Selected extract –
5 Elements of a Good Story

Storytelling power is one of the most important aspects of being a good writer. Everyone is a storyteller; ever since the beginning of mankind people have been telling tales through carvings, legends, novels, films, etc. We also tell and hear stories every day.

A good story has the ability to keep readers captured and unable to put the book down because they can’t wait to know what is going to happen next. We’ve all experienced that feeling of being completely absorbed in a story, and being enthralled by the suspense and anticipation.

So, what are the elements of a great story, and how do the masters do it? Some of it is talent, but a large part of it is also mastering the five vital elements of storytelling.

1.     Meaning and Substance

Your story must have direction or purpose no matter what age group you are writing for. There must be some moral meaning to it that you capture through your characters’ words and actions. A story with substance will also involve the audience and make them interact with the plot. The meaning behind your story must resonate with the audience you are targeting.

(Records)
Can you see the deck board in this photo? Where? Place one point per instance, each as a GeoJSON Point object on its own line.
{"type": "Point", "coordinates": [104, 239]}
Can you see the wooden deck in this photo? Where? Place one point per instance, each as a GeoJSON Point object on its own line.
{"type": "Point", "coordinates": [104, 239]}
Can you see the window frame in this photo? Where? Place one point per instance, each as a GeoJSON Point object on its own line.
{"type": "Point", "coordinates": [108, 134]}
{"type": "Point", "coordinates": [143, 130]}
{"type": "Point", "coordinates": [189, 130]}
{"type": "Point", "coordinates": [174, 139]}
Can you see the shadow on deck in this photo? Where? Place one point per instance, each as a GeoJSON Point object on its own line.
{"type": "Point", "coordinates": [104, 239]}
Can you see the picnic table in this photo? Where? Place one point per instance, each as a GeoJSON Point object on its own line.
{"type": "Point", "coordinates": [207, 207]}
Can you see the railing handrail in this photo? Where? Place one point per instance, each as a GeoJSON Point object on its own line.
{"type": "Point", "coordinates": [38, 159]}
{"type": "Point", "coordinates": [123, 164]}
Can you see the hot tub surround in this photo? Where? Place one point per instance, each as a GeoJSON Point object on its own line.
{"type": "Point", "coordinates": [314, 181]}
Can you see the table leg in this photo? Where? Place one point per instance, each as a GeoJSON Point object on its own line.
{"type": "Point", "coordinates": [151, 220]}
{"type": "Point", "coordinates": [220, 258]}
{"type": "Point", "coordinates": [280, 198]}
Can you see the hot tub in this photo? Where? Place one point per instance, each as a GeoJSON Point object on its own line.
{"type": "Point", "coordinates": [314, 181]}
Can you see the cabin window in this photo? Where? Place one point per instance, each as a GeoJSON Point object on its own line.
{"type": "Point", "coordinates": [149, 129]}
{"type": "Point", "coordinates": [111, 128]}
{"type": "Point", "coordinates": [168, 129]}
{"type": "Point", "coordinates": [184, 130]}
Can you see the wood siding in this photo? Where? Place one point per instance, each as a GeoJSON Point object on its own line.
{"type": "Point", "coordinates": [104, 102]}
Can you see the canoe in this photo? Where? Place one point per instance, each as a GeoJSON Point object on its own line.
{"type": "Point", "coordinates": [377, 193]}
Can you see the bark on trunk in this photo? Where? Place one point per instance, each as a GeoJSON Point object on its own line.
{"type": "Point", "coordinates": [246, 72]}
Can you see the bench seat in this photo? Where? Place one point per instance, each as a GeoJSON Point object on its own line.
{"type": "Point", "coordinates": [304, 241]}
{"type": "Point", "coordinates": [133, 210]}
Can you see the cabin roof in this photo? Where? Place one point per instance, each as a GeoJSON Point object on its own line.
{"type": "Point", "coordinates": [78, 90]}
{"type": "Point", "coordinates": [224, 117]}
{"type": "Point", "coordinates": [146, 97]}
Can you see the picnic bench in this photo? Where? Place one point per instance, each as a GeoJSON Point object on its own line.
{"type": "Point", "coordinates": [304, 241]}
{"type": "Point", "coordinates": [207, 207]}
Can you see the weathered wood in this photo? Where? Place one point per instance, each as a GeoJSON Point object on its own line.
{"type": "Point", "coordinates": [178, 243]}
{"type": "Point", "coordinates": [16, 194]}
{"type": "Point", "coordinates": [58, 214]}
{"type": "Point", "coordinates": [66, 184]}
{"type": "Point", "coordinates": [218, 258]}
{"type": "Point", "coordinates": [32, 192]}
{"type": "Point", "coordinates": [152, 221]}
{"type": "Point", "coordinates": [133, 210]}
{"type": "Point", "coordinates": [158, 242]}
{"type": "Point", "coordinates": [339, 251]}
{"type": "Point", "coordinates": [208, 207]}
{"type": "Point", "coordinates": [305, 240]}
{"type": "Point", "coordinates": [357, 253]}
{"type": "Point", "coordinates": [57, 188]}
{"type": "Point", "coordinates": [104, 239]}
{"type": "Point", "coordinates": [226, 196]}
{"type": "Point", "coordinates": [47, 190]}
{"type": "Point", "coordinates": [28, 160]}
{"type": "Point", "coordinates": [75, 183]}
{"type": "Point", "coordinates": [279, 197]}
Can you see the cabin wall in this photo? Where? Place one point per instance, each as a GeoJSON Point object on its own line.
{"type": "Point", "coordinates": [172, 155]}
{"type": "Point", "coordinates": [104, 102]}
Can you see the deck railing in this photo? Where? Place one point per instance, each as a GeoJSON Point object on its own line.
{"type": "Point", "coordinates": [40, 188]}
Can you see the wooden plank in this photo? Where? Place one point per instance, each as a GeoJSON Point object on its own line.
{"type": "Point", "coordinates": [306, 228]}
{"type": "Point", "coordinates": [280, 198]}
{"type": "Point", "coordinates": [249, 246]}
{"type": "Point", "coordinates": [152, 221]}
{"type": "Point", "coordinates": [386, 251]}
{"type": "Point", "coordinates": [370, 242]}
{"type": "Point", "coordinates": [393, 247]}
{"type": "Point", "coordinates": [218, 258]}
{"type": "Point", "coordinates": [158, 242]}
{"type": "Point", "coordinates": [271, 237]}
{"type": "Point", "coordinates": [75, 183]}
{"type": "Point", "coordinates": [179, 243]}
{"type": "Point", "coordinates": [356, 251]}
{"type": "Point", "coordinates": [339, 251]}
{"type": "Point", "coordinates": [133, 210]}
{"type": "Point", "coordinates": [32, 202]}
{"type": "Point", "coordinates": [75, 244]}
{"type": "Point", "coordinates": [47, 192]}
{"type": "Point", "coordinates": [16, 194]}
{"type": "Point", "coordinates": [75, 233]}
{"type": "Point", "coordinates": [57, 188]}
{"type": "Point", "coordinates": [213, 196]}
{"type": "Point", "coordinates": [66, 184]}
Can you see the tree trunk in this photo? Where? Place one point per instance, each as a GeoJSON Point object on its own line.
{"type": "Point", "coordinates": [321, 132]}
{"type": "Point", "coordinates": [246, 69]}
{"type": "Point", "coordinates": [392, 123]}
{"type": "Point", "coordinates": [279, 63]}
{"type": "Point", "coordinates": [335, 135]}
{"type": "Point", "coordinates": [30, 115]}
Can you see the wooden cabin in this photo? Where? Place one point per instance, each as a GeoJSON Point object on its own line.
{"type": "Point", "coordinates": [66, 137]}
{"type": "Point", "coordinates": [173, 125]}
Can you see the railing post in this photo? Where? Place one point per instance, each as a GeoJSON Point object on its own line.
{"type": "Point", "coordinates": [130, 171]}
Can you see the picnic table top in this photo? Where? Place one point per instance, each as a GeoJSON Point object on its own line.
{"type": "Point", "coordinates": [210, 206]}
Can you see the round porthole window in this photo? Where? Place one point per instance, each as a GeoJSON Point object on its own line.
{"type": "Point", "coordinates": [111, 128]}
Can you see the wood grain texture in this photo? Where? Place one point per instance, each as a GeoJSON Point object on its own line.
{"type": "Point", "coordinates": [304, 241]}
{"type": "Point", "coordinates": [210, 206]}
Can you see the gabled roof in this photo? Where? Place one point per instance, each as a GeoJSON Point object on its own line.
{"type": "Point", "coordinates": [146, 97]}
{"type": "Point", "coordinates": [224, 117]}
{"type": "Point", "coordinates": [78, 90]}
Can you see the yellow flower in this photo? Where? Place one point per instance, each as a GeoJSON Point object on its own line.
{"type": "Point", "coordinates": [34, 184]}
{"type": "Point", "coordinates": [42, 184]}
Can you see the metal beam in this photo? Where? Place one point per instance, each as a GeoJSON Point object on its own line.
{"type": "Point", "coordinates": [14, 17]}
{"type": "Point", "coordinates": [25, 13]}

What is asked –
1. In the storytelling article, what must a story have no matter what age group it is written for?
2. Write out the passage from the storytelling article starting with "A good story has" and going on through "suspense and anticipation.".
Work only from the text.

Complete answers –
1. Direction or purpose.

2.
A good story has the ability to keep readers captured and unable to put the book down because they can’t wait to know what is going to happen next. We’ve all experienced that feeling of being completely absorbed in a story, and being enthralled by the suspense and anticipation.